═══ Task material

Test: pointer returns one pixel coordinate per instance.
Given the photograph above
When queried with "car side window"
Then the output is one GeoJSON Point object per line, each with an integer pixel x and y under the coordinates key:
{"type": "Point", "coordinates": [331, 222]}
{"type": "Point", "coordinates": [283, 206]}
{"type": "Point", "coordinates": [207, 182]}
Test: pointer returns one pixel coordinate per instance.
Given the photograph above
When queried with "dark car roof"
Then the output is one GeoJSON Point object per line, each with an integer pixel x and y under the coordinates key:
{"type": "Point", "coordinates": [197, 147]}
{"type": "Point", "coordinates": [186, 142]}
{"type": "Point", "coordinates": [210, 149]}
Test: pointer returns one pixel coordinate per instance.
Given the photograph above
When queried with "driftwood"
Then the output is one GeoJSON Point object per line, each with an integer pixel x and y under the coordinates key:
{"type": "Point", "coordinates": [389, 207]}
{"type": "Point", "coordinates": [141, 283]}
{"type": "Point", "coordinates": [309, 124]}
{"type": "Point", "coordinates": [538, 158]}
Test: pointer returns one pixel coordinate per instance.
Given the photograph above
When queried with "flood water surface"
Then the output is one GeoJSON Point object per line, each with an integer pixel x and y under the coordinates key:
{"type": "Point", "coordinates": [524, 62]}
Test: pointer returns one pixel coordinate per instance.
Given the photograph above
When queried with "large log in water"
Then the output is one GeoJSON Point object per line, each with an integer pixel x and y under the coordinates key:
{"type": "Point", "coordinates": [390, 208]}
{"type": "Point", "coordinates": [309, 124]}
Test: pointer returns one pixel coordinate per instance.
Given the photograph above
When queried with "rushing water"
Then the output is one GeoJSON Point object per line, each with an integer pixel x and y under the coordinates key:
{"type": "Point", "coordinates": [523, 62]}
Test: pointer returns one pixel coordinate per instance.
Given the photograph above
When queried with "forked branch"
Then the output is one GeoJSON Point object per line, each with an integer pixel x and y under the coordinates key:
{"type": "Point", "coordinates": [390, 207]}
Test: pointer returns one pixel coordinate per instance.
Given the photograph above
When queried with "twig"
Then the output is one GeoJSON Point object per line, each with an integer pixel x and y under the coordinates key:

══════

The request
Extract every record. Keep wording exact.

Finished task
Test: pointer returns one pixel coordinate per instance.
Given the photograph above
When queried with "car side window"
Then the output is one GeoJSON Point object per line, each with an integer pixel x and y under the coordinates key:
{"type": "Point", "coordinates": [331, 222]}
{"type": "Point", "coordinates": [283, 206]}
{"type": "Point", "coordinates": [207, 182]}
Test: pointer returns one pixel coordinate per instance.
Given the photograph above
When queried with "dark car roof"
Then the output is one GeoJSON Point object per line, each with an integer pixel x and y under the coordinates key:
{"type": "Point", "coordinates": [197, 147]}
{"type": "Point", "coordinates": [186, 142]}
{"type": "Point", "coordinates": [210, 149]}
Test: pointer returns one pixel coordinate per instance.
Given the photograph above
When queried with "driftwood"
Then the output is one GeoJSON Point object per line, each with an integer pixel x and y under the coordinates key:
{"type": "Point", "coordinates": [389, 207]}
{"type": "Point", "coordinates": [141, 283]}
{"type": "Point", "coordinates": [309, 124]}
{"type": "Point", "coordinates": [538, 158]}
Test: pointer returns one pixel coordinate per instance.
Given the photograph above
When queried with "flood water surface"
Then the output is one GeoJSON Point object per line, each with an integer pixel x and y under the coordinates key:
{"type": "Point", "coordinates": [524, 62]}
Test: pointer returns one pixel coordinate per instance.
Given the photograph above
When queried with "large log in water"
Then the output is one GeoJSON Point object per line, each with an integer pixel x and y under the coordinates key:
{"type": "Point", "coordinates": [390, 208]}
{"type": "Point", "coordinates": [309, 124]}
Test: pointer returns one pixel coordinate per instance.
Given the photograph above
When queried with "rushing water"
Then the output is one GeoJSON Point object per line, each with an integer pixel x and y under the coordinates key:
{"type": "Point", "coordinates": [523, 62]}
Test: pointer returns one pixel coordinate per instance.
Given the photograph above
When queried with "forked branch"
Then the output is one GeoJSON Point object per line, each with an integer pixel x and y under the coordinates key:
{"type": "Point", "coordinates": [390, 207]}
Test: pointer returns one pixel coordinate per instance.
Given the photograph above
When queried with "twig"
Then the output is one GeoJSON Point object per line, each with an integer pixel x and y under the coordinates key:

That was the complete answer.